DOCUMENT SEGMENT>

══════

Note that I've cached random.randrange in a local variable. This is to avoid having to look it up again each time around the loop.

-
The shuffle_kfy function is redundant because random.shuffle already implements the Fisher–Yates shuffle.

-
Using a string argument to select a mode of operation is error-prone. If you mistyped the string, for example shuffle(items, 'satolo'), then you would not get an error, it would just silently do the wrong thing.

-
The shuffle function is redundant. Instead of assigning a search mode while parsing the arguments, assign a shuffle function:

shuffle = random.shuffle

# ...

if '-k' in opts:
    shuffle = shuffle_kfy
elif '-s' in opts:
    shuffle = shuffle_sattolo

-
Having code at the top level of a module makes it hard to test — for example, you can't test the shuffle function by itself, because you can't import the module without running all the top-level code. It is a good idea to put top-level code into a main function and guard it with if __name__ == '__main__':.

══════

GIVEN TASK 1>
Which shuffle functions does the code review name in code form?
GIVEN TASK 2>
Can you carry the code review forward from the point where it stops?
The lines that follow come from a different source than the code review.

[Saved entries]
══════

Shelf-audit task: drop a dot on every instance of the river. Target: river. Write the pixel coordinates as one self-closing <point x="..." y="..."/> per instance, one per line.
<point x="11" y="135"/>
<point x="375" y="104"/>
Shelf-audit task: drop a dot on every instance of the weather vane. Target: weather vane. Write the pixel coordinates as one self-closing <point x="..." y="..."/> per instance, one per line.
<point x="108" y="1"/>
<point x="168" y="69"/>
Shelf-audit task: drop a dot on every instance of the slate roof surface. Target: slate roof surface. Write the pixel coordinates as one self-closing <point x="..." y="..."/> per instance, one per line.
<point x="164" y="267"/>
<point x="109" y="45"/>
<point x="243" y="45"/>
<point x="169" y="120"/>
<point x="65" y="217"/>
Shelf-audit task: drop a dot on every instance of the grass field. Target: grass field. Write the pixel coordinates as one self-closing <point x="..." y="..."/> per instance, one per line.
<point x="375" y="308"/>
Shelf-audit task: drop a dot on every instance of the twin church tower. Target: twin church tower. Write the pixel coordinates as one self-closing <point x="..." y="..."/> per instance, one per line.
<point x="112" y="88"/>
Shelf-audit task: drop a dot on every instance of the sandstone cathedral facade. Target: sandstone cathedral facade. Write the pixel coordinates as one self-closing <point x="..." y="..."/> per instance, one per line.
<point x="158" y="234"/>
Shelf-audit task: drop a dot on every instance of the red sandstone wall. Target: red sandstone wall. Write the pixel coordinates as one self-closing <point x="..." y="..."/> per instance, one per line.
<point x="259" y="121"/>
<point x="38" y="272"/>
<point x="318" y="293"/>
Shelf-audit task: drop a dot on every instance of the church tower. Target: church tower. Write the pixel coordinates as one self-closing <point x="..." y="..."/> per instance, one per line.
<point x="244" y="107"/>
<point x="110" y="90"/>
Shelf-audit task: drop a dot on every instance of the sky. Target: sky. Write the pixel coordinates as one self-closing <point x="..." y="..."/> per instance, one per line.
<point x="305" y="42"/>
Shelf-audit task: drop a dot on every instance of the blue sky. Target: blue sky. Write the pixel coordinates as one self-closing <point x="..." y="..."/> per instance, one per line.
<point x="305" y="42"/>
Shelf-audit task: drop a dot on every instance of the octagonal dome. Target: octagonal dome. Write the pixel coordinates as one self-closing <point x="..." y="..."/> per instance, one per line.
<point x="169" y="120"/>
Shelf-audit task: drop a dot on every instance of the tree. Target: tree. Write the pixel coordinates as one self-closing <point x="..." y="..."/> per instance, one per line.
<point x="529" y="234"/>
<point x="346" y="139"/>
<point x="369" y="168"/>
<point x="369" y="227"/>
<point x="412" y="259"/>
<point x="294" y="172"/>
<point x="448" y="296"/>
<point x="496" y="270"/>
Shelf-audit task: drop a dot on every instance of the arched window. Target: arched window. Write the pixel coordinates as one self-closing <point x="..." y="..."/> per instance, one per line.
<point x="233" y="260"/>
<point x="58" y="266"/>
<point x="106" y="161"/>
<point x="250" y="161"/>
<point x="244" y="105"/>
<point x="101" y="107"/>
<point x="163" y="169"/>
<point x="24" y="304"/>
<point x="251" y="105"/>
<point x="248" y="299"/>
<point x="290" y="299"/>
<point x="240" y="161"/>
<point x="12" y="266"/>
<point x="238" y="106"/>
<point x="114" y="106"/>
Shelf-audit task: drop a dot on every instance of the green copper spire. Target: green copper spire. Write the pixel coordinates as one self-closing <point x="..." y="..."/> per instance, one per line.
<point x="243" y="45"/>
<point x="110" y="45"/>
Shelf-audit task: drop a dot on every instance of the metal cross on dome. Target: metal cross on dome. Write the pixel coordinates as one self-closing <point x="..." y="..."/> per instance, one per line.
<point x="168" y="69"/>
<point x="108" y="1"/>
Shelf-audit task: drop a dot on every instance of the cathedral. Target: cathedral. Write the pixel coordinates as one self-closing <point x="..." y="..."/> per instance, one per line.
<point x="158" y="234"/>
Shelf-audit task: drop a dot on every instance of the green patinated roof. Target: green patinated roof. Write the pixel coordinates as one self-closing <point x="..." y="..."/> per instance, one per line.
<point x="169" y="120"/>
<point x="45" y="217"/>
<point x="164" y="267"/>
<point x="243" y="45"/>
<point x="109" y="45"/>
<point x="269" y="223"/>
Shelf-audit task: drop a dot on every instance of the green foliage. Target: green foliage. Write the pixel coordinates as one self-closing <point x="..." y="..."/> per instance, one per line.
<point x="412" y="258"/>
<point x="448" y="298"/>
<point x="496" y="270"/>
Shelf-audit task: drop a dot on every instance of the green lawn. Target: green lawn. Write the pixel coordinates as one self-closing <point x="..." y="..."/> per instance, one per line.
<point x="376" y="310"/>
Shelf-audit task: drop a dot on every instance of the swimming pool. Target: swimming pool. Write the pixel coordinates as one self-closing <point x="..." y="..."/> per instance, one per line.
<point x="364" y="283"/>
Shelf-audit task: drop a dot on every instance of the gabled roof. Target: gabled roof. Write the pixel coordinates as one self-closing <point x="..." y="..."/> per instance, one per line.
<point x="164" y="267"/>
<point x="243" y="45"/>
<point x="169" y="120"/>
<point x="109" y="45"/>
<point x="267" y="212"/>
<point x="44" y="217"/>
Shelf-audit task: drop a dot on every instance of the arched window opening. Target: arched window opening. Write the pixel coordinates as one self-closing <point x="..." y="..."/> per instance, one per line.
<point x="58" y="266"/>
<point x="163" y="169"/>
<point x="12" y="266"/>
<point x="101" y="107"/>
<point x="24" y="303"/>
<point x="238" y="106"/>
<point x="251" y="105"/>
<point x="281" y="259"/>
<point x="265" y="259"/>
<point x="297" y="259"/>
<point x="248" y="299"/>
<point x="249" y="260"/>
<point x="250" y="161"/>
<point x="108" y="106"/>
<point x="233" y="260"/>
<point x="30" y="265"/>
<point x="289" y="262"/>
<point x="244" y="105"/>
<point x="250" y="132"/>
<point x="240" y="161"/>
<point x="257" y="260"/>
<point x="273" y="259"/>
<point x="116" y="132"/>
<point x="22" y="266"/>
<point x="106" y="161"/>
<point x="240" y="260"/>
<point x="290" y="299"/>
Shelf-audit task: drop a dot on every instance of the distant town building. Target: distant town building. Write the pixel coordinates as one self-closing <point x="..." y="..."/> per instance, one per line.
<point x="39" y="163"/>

══════

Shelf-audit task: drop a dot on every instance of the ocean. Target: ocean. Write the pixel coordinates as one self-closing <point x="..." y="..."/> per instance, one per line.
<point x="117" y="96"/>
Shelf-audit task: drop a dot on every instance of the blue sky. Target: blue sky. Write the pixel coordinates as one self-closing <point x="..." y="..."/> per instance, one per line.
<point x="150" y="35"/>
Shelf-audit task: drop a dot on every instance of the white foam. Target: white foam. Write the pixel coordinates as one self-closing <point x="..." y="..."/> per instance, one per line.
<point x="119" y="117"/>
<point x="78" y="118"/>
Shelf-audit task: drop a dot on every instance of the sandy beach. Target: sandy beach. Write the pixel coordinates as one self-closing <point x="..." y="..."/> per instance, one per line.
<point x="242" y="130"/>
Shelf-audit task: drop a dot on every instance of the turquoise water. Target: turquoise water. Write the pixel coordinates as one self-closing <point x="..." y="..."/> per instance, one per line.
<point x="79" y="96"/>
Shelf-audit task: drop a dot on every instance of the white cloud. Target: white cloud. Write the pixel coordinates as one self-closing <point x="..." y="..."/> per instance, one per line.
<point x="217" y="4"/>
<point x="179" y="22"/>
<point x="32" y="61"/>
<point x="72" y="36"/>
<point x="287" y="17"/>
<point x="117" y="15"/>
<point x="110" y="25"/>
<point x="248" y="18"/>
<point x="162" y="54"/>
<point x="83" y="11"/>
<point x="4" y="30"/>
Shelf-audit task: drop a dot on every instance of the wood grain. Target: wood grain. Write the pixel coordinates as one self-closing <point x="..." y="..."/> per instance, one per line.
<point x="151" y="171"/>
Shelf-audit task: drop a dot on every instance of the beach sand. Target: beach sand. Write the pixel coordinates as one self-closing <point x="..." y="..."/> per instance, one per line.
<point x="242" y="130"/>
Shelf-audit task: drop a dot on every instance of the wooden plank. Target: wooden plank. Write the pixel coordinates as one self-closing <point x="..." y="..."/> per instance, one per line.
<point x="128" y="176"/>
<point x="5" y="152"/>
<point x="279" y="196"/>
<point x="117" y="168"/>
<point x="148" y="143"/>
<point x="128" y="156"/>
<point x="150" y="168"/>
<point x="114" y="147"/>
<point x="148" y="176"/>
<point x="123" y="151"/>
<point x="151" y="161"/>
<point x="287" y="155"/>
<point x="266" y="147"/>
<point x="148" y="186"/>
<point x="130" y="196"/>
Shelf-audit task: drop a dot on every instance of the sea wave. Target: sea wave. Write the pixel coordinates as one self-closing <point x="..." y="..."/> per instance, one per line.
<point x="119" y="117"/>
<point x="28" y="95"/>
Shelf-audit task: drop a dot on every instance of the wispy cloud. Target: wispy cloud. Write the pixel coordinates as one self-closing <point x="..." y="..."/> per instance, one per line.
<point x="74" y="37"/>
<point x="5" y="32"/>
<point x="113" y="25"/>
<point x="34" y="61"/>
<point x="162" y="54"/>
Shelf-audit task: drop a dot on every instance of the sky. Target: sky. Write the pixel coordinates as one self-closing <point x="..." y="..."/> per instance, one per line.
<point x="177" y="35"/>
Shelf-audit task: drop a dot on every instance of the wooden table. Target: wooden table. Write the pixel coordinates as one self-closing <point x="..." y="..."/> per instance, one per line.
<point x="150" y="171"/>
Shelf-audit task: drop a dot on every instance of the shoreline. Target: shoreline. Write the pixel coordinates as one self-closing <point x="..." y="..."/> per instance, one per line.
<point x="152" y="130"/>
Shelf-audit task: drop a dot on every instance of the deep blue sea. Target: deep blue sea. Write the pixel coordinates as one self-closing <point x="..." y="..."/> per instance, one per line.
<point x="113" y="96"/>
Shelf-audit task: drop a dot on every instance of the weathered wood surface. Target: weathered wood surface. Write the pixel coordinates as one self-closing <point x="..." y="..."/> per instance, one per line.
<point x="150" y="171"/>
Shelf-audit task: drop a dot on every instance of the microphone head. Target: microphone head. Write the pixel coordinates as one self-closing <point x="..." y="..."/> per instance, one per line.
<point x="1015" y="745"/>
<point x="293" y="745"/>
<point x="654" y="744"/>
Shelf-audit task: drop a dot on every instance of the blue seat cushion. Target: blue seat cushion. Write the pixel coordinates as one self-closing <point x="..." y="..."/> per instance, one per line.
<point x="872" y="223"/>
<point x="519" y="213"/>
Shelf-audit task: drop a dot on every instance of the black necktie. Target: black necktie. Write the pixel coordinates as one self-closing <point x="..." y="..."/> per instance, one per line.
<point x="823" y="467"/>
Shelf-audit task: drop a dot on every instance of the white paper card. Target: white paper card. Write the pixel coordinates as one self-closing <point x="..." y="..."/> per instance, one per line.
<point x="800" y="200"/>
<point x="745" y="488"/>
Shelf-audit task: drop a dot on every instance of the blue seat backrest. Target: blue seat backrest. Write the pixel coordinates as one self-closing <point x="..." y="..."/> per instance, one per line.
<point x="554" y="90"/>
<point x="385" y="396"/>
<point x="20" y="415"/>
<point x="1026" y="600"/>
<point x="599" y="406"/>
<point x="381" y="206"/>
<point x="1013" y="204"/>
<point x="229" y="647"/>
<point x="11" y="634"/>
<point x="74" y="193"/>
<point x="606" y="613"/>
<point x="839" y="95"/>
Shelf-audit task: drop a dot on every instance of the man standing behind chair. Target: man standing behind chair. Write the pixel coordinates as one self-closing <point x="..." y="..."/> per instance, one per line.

══════

EXPECTED ANSWER 1>
shuffle_kfy, random.shuffle, shuffle, shuffle_sattolo

EXPECTED ANSWER 2>
-
The code processes the command-line options by transforming them into a dictionary and then looking up each valid argument. But this means that there are no error messages for invalid arguments. If you look at the getopt examples in the manual, you'll see that they do:

for o, a in opts:
    if o == '-v':
        # process option
    else:
        # report error

-
The name i is normally used for index variables, so it's misleading to use it for an input file.

-
Error messages should go to standard error, not standard output:

sys.stderr.write("Invalid column 0. Columns are 1-based.\n")

This is particularly important here, because this program writes its results to standard output, and so probably the user is redirecting standard output to a file. If you write error messages to standard output, they will go to the file and the user will not see them.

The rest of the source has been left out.